Geire said the fund received from China helps a lot of people living in Bossaso to get food for daily life and to get nutrition for their children.

"If a country donates dollars, it donates a lot of Somalis displaced people living in Bossaso.

"You know they have nothing, some of them only eat one time a day and some of them they don’t eat at all."

"China is a reliable partner of WFP at all levels.

"There is room to extend this partnership to find long-lasting solution to crises in Somalia," said Porretti.

Liu Xuerong is an officer working for WFP, she was based in two challenging duty stations in Somalia, initially in Galkayo, the Central Region, and later in Mogadishu, the Capital, focusing the assistance to the central and southern regions.

Being a Chinese national and humanitarian worker of the UN World Food Program, Liu said she was "very happy and proud" to have the opportunity to serve the people in need in the horn of Africa country.

"When I saw the Chinese contribution particularly the bags with our national flag, I was very proud that the Chinese government has become one of the biggest donors to WFP," Liu said through an interview with Xinhua.

"I am happy that my mother country shoulders a big responsibility in humanitarian arena and has made joint efforts with the United Nations to fight hunger worldwide and have helped to lessen the suffering of millions of Somalis and save lives during the difficult times – the famine in particular," she said.

And Liu is most probably among the first Chinese nationals to step on the Somali soil in the last 20 years.

In her memory, when the local people saw her walking on the street or visiting the project sites, they were very excited and happy to approach her.

"They often told me how grateful they were to the Chinese government and its people for their generosity and kindness.

"More importantly they said how timely the Chinese assistance was during the famine."

According to Liu, the assistance through WFP also reminded Somali people of the roads constructed by the Chinese 30 years ago.

"Now everyone and each beneficiary family are aware that what they are eating (rice and maize) and the nutrients (plumpy doz) that treated their malnourished children are from their Chinese friends, " she said, they also speak highly about the quality of the food commodities donated by the Chinese government.

Even the Chinese donation paid off, both Porretti and Liu admitted that "there is still lot of work to do in Somalia."

The UN food agency is currently operating in the entire Somali except the dangerous zones controlled by Al-Shabaab militia.

"Our focus is on vulnerable people.

"Overall, we are assisting 15 million people affected by famine," Porretti told Xinhua.

He appealed to the Chinese government to back programs that aim to tackle food and water crises in Somalia for the long haul.

"China has skills in medicine and agriculture.

"Any assistance to boost agricultural production will offer long-term solution to hunger in Somalia," said Porretti.

The WFP is partnering with sister UN agencies, governments in the Horn of Africa and humanitarian organizations to roll out programs that deter occurrence of droughts in Somalia.

"Our future plans in Somalia is to reduce adverse effects of natural disasters like drought through a range of interventions that include water management, irrigation and school feeding programs," Porretti said.

A number of projects to boost water management for food production have been rolled out in the Northern and Southern parts of Somalia.

"FAO and UNICEF and a number of Non-governmental organizations are coordinating programs on improving water management to sustain food production," Porretti said.

He stressed that peace and stability is a critical component of drought mitigation in Somalia.

Porretti added that insecurity in areas controlled by Al-Shabaab militia has undermined drought mitigation efforts in Somalia.

The drought situation in most parts of Somalia has however stabilized against a backdrop of strategic interventions from the international community as well as sufficient rains last fall.

Porretti warned against complacency that might reverse gains so far achieved.

""Somalia is still a fragile region.

"Even if last year’s rains were adequate, there are some challenges in agro-pastoral areas," said Porretti.

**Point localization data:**
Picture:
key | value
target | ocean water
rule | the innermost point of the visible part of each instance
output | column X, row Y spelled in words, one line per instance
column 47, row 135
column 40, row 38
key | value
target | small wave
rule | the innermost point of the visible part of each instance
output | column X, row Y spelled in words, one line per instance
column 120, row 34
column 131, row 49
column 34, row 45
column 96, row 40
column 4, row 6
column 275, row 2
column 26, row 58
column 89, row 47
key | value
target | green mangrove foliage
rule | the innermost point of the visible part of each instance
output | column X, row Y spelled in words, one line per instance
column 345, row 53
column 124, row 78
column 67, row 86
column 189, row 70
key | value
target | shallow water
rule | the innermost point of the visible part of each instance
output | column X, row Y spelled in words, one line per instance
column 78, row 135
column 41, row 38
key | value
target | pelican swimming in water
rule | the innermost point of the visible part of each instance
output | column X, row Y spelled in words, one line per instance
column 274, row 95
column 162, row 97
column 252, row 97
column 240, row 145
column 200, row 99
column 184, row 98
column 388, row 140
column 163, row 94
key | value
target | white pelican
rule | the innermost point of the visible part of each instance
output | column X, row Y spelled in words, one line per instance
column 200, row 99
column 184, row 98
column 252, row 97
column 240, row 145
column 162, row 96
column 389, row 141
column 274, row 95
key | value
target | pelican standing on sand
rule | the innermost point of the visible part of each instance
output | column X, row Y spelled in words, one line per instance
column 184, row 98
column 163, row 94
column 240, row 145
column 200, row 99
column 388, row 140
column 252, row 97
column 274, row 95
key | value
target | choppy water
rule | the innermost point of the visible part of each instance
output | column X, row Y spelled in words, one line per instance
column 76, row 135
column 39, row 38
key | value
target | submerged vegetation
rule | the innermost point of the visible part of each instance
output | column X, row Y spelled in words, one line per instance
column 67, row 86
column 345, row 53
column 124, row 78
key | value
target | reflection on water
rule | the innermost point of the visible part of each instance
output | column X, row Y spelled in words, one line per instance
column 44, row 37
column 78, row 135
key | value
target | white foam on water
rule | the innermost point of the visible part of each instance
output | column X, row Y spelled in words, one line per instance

**WHAT YOU NEED TO DO:**
List the interventions that Porretti names as part of WFP's future plans in Somalia, according to the article on Chinese aid to Somalia through the WFP.

**TASK ANSWER:**
- Water management
- Irrigation
- School feeding programs